Brief = Each entry below needs to be transcribed verbatim; the images should not appear.

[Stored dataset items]
◆ ◆ ◆

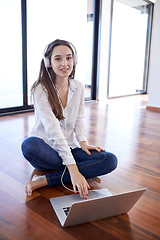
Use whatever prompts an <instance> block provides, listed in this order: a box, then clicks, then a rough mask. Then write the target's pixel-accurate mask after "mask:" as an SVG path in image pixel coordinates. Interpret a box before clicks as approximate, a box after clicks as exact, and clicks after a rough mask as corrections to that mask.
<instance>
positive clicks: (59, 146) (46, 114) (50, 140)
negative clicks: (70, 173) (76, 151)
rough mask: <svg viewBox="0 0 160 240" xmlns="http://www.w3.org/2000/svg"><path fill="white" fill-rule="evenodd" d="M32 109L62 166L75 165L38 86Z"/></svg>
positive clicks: (43, 89) (42, 92)
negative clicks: (59, 157)
mask: <svg viewBox="0 0 160 240" xmlns="http://www.w3.org/2000/svg"><path fill="white" fill-rule="evenodd" d="M34 107H35V111H36V114H37V115H38V117H39V120H40V121H41V123H42V125H43V127H44V130H45V133H46V136H47V138H48V140H49V141H51V142H52V145H53V146H54V147H55V150H56V151H57V152H58V154H59V156H60V157H61V158H62V163H63V164H64V165H70V164H75V160H74V158H73V155H72V153H71V150H70V147H69V146H68V143H67V140H66V138H65V136H64V134H63V131H62V129H61V127H60V122H59V120H58V119H57V118H56V116H55V114H54V113H53V111H52V108H51V105H50V103H49V101H48V94H47V92H46V90H45V89H43V88H42V86H41V85H38V86H37V87H36V88H35V90H34Z"/></svg>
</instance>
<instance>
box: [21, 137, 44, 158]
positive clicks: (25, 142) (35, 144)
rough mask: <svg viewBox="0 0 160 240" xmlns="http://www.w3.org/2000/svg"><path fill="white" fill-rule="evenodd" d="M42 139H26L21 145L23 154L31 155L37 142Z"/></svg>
mask: <svg viewBox="0 0 160 240" xmlns="http://www.w3.org/2000/svg"><path fill="white" fill-rule="evenodd" d="M39 140H40V139H39V138H37V137H29V138H26V139H25V140H24V141H23V142H22V144H21V150H22V153H23V154H27V155H30V154H32V152H33V151H34V149H35V148H36V146H37V141H39Z"/></svg>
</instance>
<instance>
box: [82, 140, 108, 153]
mask: <svg viewBox="0 0 160 240" xmlns="http://www.w3.org/2000/svg"><path fill="white" fill-rule="evenodd" d="M80 146H81V148H82V150H83V151H85V152H86V153H87V154H88V155H91V152H90V151H89V150H93V149H94V150H96V151H98V152H101V151H105V150H104V149H102V148H100V147H95V146H90V145H88V144H87V143H86V142H85V141H82V142H80Z"/></svg>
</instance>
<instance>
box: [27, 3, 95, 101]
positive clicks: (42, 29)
mask: <svg viewBox="0 0 160 240" xmlns="http://www.w3.org/2000/svg"><path fill="white" fill-rule="evenodd" d="M89 2H90V1H87V0H81V1H78V0H68V1H66V0H58V1H53V0H34V1H32V0H28V1H27V53H28V56H27V59H28V62H27V66H28V91H29V92H28V96H30V88H31V85H32V84H33V83H34V81H35V80H37V77H38V72H39V68H40V62H41V59H42V57H43V51H44V48H45V47H46V45H48V43H50V42H51V41H53V40H55V39H57V38H59V39H64V40H67V41H70V42H71V43H73V44H74V46H75V47H76V49H77V53H78V65H77V66H76V76H75V79H77V80H79V81H81V82H82V83H83V84H84V85H85V86H86V93H85V95H86V97H90V95H91V93H90V86H91V67H92V36H93V21H92V20H91V18H89V17H87V15H88V6H87V3H89ZM91 2H92V1H91Z"/></svg>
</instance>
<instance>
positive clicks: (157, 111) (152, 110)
mask: <svg viewBox="0 0 160 240" xmlns="http://www.w3.org/2000/svg"><path fill="white" fill-rule="evenodd" d="M146 109H147V110H149V111H154V112H160V108H157V107H150V106H147V107H146Z"/></svg>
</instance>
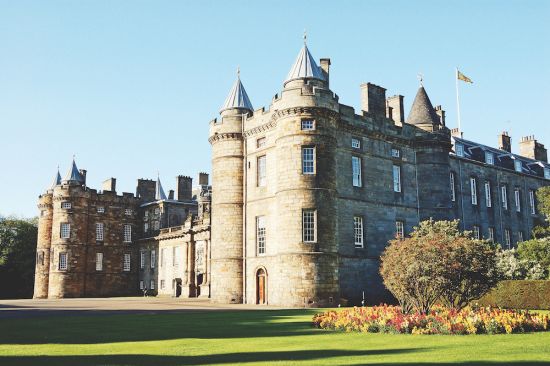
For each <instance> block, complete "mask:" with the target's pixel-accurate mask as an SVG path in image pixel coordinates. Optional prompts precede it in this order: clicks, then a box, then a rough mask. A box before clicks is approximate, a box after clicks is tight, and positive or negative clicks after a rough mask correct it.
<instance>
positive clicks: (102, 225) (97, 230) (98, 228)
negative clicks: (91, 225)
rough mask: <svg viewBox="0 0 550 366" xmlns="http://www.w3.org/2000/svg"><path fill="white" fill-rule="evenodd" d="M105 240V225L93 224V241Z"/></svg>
mask: <svg viewBox="0 0 550 366" xmlns="http://www.w3.org/2000/svg"><path fill="white" fill-rule="evenodd" d="M104 239H105V225H103V223H102V222H96V223H95V240H96V241H103V240H104Z"/></svg>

◆ ◆ ◆

Response to this task =
Use whatever prompts an <instance> block provides, listed in this order: a box, then clicks, then a rough mask. Then write the target's pixel-accurate mask after "mask:" as an SVG path in image pixel coordinates. Interpret a box before clicks as approximate, a box after clicks as exact, and clicks after a rough mask as corrections to that mask.
<instance>
positive clicks: (59, 146) (46, 114) (50, 140)
negative clicks: (70, 173) (76, 151)
rough mask: <svg viewBox="0 0 160 240" xmlns="http://www.w3.org/2000/svg"><path fill="white" fill-rule="evenodd" d="M32 109L62 166L75 165L38 86Z"/></svg>
positive clicks: (43, 89) (42, 92)
negative clicks: (59, 157)
mask: <svg viewBox="0 0 160 240" xmlns="http://www.w3.org/2000/svg"><path fill="white" fill-rule="evenodd" d="M34 107H35V111H36V114H37V115H38V117H39V120H40V121H41V123H42V125H43V127H44V130H45V133H46V136H47V138H48V140H49V141H51V142H52V145H53V146H54V147H55V150H56V151H57V152H58V154H59V156H60V157H61V158H62V163H63V164H64V165H70V164H75V160H74V158H73V155H72V153H71V150H70V147H69V146H68V143H67V140H66V138H65V136H64V134H63V131H62V129H61V127H60V122H59V120H58V119H57V118H56V116H55V114H54V113H53V111H52V108H51V105H50V103H49V101H48V94H47V92H46V90H45V89H43V88H42V86H41V85H38V86H37V87H36V88H35V90H34Z"/></svg>
</instance>
<instance>
box: [21, 137, 44, 158]
positive clicks: (25, 142) (35, 144)
rough mask: <svg viewBox="0 0 160 240" xmlns="http://www.w3.org/2000/svg"><path fill="white" fill-rule="evenodd" d="M42 139H26L21 145L23 154L31 155L37 142Z"/></svg>
mask: <svg viewBox="0 0 160 240" xmlns="http://www.w3.org/2000/svg"><path fill="white" fill-rule="evenodd" d="M39 140H40V139H39V138H37V137H29V138H26V139H25V140H24V141H23V142H22V144H21V150H22V153H23V154H27V155H30V154H32V152H33V151H34V149H35V148H36V146H37V141H39Z"/></svg>
</instance>
<instance>
box: [82, 140, 108, 153]
mask: <svg viewBox="0 0 160 240" xmlns="http://www.w3.org/2000/svg"><path fill="white" fill-rule="evenodd" d="M80 146H81V148H82V150H83V151H85V152H86V153H87V154H88V155H91V152H90V151H89V150H93V149H94V150H96V151H98V152H101V151H105V150H104V149H102V148H100V147H95V146H90V145H88V144H87V143H86V142H85V141H82V142H80Z"/></svg>
</instance>
<instance>
box: [27, 3, 95, 101]
positive clicks: (42, 29)
mask: <svg viewBox="0 0 160 240" xmlns="http://www.w3.org/2000/svg"><path fill="white" fill-rule="evenodd" d="M89 2H90V1H87V0H81V1H78V0H68V1H66V0H58V1H53V0H34V1H32V0H28V1H27V53H28V56H27V59H28V62H27V66H28V91H29V92H28V96H30V88H31V85H32V84H33V83H34V81H35V80H37V77H38V72H39V68H40V62H41V59H42V57H43V51H44V48H45V47H46V45H48V43H50V42H51V41H53V40H55V39H57V38H59V39H64V40H67V41H70V42H71V43H73V44H74V46H75V47H76V49H77V53H78V65H77V66H76V76H75V79H77V80H79V81H81V82H82V83H83V84H84V85H85V86H86V93H85V95H86V97H90V95H91V93H90V86H91V67H92V36H93V21H92V20H91V18H89V17H87V15H88V6H87V3H89ZM91 2H92V1H91Z"/></svg>
</instance>
<instance>
positive clicks: (157, 111) (152, 110)
mask: <svg viewBox="0 0 160 240" xmlns="http://www.w3.org/2000/svg"><path fill="white" fill-rule="evenodd" d="M146 109H147V110H149V111H154V112H160V108H157V107H150V106H147V107H146Z"/></svg>
</instance>
For each <instance> block, complete "mask:" with the target's pixel-accurate mask as an SVG path in image pixel coordinates. Optional prompts precede it in this order: clicks, then a box, then a rough mask. A box before clicks is approximate, a box after clicks is tight, and positive or negative clicks after a rough mask correct it.
<instance>
positive clicks: (102, 225) (97, 230) (98, 228)
negative clicks: (91, 225)
rough mask: <svg viewBox="0 0 550 366" xmlns="http://www.w3.org/2000/svg"><path fill="white" fill-rule="evenodd" d="M105 240V225L93 224V241Z"/></svg>
mask: <svg viewBox="0 0 550 366" xmlns="http://www.w3.org/2000/svg"><path fill="white" fill-rule="evenodd" d="M104 239H105V225H103V223H102V222H96V223H95V240H96V241H103V240H104Z"/></svg>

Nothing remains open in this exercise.